Safal Khanal, OD, PhD, FAAO, assistant professor at the UAB School of Optometry, received the 2022 Career Development Award from the American Academy of Optometry (AAO). Khanal is the School’s first faculty member and one of only six faculty members nationwide to receive this honor since its inception in 2015.
This award is designed for educators and scientists involved in research and provides funding for innovative, original, independent, and principal investigator-driven projects. Through this award, Khanal will receive $200,000 in grant funds over two years to pursue a clinical research project that investigates why myopia, commonly known as nearsightedness, develops and progresses in humans.
“The long-term goal of my translational research program is to inform ocular and environmental factors leading to myopia development and use this knowledge to devise safe and effective interventions aimed at preventing the onset of myopia and slowing its progression,” Khanal said.
Research in the field of myopia piqued Khanal’s interest because the condition is already a global epidemic. It is the most common and fastest-growing ocular disorder and a serious threat to eye health with devastating consequences that can often lead to permanent blindness.

● **Information shown**
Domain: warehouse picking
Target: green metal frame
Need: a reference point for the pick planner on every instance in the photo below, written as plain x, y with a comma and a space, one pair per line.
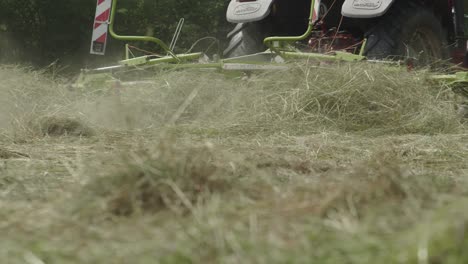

● **Exercise set**
(a) Rewrite the paragraph of the award announcement that begins "This award is designed" as a concise bulleted list that keeps its main facts.
(b) Translate the following sentence from the award announcement into Spanish: "Khanal is the School’s first faculty member and one of only six faculty members nationwide to receive this honor since its inception in 2015."
(c) Reproduce the award announcement verbatim, everything from "Research in the" down to "to permanent blindness.".
Use only the award announcement when responding.

● **Responses to the exercise**
(a)
- The award is intended for educators and scientists engaged in research.
- It funds innovative, original, independent, principal investigator-driven projects.
- Khanal will receive $200,000 in grant funds over two years.
- The funds support a clinical research project on why myopia (nearsightedness) develops and progresses in humans.

(b) Khanal es el primer miembro del profesorado de la Escuela y uno de apenas seis docentes en todo el país que han recibido este reconocimiento desde su creación en 2015.

(c)
Research in the field of myopia piqued Khanal’s interest because the condition is already a global epidemic. It is the most common and fastest-growing ocular disorder and a serious threat to eye health with devastating consequences that can often lead to permanent blindness.